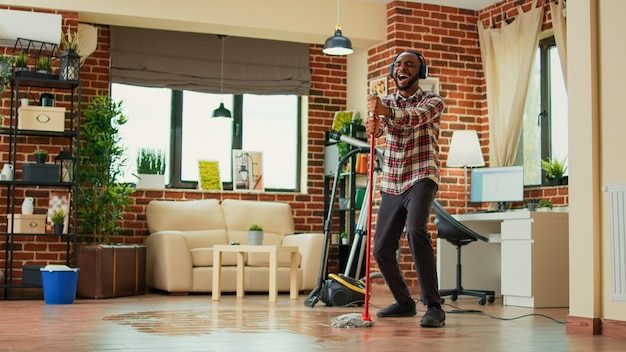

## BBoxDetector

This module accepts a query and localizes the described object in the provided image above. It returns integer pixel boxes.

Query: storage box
[7,214,46,233]
[17,105,65,132]
[22,265,43,286]
[22,163,61,182]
------------------------------------
## To do
Please rewrite the lines above as a two-column CSV headed input and output, with one row per line giving its text under input and its answer under output. Put each field in quotes, replace line breaks with spaces, and leave out the pictures.

## Exercise response
input,output
"## BBoxDetector This module accepts a query and localizes the described object in the provided image above. It returns integer pixel boxes. Query: storage box","[7,214,46,233] [17,105,65,132] [22,265,43,286] [22,163,61,182]"